=== EXERCISE ===
The line containing "of the interior" marks where to begin; quote it and every line after it through the end of the data, exactly as written.

=== RECORD SET ===
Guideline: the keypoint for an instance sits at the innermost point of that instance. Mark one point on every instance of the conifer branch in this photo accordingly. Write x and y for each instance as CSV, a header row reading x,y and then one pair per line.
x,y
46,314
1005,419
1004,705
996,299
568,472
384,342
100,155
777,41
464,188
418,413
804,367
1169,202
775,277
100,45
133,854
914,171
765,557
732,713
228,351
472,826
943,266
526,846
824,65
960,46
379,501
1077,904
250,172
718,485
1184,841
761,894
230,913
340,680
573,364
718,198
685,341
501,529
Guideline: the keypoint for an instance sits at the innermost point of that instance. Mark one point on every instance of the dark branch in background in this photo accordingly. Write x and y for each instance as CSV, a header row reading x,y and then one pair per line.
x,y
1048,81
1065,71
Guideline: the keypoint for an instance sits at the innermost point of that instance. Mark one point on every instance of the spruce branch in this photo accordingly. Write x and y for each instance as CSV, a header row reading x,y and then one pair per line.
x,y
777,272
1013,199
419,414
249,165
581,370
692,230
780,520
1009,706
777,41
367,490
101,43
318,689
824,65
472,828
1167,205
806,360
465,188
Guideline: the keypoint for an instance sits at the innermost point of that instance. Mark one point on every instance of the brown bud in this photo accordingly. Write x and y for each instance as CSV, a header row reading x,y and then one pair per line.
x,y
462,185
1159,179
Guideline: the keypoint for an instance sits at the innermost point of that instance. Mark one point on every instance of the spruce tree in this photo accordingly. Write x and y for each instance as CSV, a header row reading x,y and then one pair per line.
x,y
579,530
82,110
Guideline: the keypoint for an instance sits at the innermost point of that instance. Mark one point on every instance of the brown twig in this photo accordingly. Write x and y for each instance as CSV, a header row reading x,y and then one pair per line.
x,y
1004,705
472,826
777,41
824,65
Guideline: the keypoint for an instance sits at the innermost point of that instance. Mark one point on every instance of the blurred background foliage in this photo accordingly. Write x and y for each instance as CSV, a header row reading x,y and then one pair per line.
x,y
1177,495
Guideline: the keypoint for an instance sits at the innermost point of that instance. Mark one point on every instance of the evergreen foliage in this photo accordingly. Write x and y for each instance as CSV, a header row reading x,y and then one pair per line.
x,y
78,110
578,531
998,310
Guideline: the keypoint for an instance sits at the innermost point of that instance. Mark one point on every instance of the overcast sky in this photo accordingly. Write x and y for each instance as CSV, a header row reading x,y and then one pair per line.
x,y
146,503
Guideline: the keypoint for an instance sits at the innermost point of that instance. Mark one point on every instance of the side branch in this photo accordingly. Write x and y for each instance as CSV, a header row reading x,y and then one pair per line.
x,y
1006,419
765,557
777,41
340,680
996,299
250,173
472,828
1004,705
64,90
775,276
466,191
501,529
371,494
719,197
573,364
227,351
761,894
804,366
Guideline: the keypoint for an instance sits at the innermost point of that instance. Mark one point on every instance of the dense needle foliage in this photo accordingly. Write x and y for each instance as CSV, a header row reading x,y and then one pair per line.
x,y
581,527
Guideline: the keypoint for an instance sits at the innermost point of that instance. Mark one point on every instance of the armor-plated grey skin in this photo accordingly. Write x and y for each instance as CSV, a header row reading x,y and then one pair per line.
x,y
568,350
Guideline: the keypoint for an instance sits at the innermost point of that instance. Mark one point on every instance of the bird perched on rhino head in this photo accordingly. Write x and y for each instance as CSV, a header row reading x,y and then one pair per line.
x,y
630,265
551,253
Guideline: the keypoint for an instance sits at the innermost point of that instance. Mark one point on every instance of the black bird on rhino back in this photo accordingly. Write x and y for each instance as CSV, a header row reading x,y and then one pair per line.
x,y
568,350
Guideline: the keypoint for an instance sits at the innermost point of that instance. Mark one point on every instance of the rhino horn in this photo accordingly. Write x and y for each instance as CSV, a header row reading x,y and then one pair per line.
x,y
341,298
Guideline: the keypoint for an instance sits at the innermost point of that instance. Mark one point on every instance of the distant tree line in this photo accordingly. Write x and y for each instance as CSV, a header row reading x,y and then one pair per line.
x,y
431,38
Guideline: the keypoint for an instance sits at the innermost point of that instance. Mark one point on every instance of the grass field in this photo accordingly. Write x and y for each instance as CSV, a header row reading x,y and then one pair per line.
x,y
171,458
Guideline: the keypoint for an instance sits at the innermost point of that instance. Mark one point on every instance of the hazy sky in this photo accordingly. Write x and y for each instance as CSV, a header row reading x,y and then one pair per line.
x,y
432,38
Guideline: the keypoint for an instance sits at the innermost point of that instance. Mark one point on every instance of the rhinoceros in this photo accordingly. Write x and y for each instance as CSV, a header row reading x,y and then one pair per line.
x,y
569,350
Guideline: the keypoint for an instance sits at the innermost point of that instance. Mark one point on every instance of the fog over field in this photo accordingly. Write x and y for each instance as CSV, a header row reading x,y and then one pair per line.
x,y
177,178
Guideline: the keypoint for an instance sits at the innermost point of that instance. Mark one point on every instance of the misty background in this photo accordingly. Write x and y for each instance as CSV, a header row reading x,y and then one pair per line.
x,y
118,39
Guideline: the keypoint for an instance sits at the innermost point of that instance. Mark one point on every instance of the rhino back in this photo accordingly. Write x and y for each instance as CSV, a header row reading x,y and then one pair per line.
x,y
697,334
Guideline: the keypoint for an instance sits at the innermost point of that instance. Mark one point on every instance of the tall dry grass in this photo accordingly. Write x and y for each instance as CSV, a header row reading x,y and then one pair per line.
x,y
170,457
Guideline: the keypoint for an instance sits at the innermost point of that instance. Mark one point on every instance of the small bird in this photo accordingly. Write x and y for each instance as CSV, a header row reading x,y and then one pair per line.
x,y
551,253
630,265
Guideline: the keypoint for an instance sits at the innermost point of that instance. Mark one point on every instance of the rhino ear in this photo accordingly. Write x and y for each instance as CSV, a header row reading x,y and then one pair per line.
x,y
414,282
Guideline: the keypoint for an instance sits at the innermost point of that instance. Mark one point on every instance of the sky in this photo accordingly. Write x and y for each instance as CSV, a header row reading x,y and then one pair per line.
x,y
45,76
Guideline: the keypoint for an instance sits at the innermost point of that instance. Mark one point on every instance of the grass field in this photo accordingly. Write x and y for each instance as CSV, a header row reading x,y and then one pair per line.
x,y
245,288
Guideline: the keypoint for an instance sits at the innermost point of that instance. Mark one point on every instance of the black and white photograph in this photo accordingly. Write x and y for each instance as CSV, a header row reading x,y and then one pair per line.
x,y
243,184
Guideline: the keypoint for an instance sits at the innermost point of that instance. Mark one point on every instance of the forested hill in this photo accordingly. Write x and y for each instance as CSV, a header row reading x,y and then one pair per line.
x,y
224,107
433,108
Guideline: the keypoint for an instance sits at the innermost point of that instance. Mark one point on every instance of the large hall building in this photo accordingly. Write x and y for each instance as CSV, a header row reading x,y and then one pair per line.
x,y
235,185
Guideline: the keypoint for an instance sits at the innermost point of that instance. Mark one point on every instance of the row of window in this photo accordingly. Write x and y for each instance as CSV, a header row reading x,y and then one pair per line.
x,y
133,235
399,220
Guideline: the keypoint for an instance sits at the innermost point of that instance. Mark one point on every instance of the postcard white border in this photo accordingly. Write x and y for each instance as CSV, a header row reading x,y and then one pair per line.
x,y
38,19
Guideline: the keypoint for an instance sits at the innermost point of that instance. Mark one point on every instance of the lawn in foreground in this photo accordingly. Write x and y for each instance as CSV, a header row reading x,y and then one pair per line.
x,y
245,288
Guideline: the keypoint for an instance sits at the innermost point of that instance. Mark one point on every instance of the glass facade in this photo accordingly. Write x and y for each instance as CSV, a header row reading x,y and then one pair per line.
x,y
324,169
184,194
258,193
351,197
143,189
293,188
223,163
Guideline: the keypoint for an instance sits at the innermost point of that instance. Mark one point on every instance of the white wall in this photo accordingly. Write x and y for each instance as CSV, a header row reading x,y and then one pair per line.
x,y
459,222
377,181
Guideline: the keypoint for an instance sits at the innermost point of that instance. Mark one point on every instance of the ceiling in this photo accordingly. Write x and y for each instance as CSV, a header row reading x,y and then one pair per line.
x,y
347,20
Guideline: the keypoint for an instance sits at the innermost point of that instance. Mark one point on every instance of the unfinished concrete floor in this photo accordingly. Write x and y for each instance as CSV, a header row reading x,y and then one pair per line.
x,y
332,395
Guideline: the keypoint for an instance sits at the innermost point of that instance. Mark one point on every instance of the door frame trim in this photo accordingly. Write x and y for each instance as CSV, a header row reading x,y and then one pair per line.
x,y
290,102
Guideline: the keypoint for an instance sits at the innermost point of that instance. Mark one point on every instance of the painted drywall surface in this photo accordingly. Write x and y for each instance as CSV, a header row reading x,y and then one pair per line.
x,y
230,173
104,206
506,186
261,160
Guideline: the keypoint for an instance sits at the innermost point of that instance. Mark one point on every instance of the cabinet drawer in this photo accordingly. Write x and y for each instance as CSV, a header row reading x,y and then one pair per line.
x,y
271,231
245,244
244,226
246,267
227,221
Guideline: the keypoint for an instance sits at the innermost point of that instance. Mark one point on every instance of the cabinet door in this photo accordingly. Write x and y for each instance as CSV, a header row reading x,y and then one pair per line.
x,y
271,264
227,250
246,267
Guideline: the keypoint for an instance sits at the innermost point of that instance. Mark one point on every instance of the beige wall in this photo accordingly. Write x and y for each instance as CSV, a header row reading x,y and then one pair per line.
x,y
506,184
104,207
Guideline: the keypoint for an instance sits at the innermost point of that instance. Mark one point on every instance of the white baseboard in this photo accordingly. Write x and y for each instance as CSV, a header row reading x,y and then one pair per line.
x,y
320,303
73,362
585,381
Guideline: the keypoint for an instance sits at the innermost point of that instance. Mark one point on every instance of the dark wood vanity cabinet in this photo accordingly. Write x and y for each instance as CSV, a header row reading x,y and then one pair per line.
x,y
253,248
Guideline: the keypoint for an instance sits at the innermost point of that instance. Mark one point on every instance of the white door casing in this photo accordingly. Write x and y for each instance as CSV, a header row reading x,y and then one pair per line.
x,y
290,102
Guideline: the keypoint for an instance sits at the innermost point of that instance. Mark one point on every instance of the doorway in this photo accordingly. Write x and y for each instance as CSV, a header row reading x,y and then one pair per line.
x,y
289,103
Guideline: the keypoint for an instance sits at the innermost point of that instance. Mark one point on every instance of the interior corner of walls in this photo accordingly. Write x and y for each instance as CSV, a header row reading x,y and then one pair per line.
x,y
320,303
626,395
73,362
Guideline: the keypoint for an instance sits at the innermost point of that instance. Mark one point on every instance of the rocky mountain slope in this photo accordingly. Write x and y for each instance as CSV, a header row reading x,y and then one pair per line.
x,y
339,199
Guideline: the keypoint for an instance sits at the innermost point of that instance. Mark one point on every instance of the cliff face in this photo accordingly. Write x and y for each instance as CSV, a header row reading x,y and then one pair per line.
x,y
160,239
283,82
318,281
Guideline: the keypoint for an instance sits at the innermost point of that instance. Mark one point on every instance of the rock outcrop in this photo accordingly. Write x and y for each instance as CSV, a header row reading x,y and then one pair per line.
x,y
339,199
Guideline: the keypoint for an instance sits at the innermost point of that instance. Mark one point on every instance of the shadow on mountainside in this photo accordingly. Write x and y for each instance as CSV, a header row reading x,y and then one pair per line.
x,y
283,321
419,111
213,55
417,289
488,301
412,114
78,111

=== FINISHED TASK ===
Guideline: the keypoint for an instance sits at the innermost point of that instance. Mark one point on every instance of the interior corner of walls in this photo accordingly. Write x and y for each instance as CSV, a header row reading x,y and then one pair per line.
x,y
320,303
626,395
73,362
Guideline: the keypoint for an instance sits at the innermost point of that instance. Mark one point on every instance of the rocky mountain slope in this photo accordingly. Write x and y for each instance as CSV, a header row reading x,y and then one pair per line.
x,y
339,199
Guideline: the keypoint for an instance sits at the innermost point of that instance. Mark one point on every instance of the cliff face in this photo accordingly. Write x and y for each instance as CSV, a header row reading x,y and then one pair per line.
x,y
160,239
283,82
318,281
Guideline: the keypoint for an instance sits at the innermost point of that instance. Mark one point on every instance of the rock outcrop in this photo accordingly. Write x and y for each instance as CSV, a header row reading x,y and then one pair per line.
x,y
339,199
Guideline: the keypoint for an instance sits at the innermost point of that instance. Mark one point on every instance of the shadow on mountainside in this photo accordingly. Write x and y for each instance as CSV, a header row reading x,y and then one pair per line.
x,y
283,321
419,111
213,55
417,289
488,301
412,114
78,111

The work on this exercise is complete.